◆ TO DO ◆
Nothing but the lines from the start of the entries through the line holding "Tag every instance of the green" is to be repeated, exactly and with pictures excluded.

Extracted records
┄┄┄┄┄┄┄┄┄┄┄┄┄┄┄┄┄┄┄┄
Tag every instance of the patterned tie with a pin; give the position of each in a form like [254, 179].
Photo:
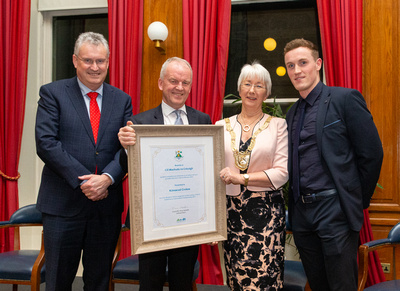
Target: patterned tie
[296, 142]
[178, 117]
[94, 114]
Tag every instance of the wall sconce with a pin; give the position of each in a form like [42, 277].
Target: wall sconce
[158, 32]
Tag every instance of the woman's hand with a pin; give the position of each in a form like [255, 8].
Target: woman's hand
[228, 177]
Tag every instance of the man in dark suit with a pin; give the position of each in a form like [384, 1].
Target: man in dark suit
[175, 83]
[335, 157]
[80, 194]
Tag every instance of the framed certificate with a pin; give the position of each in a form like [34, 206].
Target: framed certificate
[176, 196]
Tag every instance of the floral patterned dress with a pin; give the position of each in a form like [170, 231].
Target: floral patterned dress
[255, 248]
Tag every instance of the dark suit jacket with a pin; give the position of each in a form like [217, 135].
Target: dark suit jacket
[155, 116]
[65, 143]
[349, 146]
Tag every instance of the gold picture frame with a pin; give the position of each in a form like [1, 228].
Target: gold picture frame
[177, 198]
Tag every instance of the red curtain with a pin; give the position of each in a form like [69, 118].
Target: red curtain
[206, 30]
[125, 26]
[341, 35]
[14, 48]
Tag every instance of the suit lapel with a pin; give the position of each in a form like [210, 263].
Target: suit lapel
[192, 116]
[75, 95]
[322, 110]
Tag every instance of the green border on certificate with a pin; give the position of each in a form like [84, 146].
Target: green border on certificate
[176, 196]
┄┄┄┄┄┄┄┄┄┄┄┄┄┄┄┄┄┄┄┄
◆ SOLUTION ◆
Tag every instance of the patterned tie with a pin; give the position of each in a form like [254, 179].
Photo:
Target: patterned tie
[296, 142]
[178, 117]
[94, 114]
Tag every instance of the wall sconce with a pin; give the position of each in a form like [42, 277].
Target: wall sconce
[158, 32]
Tag every instance of the woman's hand with a pin; give the position of each in a form like [255, 8].
Target: woman's hand
[228, 177]
Tag every instance of the man in dark suit with a pin; give the position of each in a form like [384, 1].
Target: man in dark suit
[175, 83]
[335, 157]
[80, 194]
Tag every instance of the framed certificate with a pin; give the position of each in a form like [34, 206].
Target: framed certificate
[176, 196]
Tag every instance of the floral patterned dress with a pin; give the position of each in a form like [170, 231].
Target: floral patterned dress
[255, 248]
Tag every instance of the dark suit jacket with a pin; give the position of each in a form like [217, 135].
Target: dark suit jacket
[155, 116]
[65, 143]
[349, 146]
Tag every instance of the gold picture frame with a pin; give the position of each in a form like [1, 228].
Target: gold picture frame
[177, 198]
Tag every instance of the red curtain with a pin; give the position of each in a form like [69, 118].
Target: red curtain
[206, 30]
[125, 26]
[341, 35]
[14, 48]
Tag every instance of the suit lapel with a pin; give the position of each in a form like [210, 263].
Target: suit lapel
[192, 116]
[75, 95]
[322, 110]
Tag every instance of the green border on certificate with a pin; give the position of each in a form like [84, 146].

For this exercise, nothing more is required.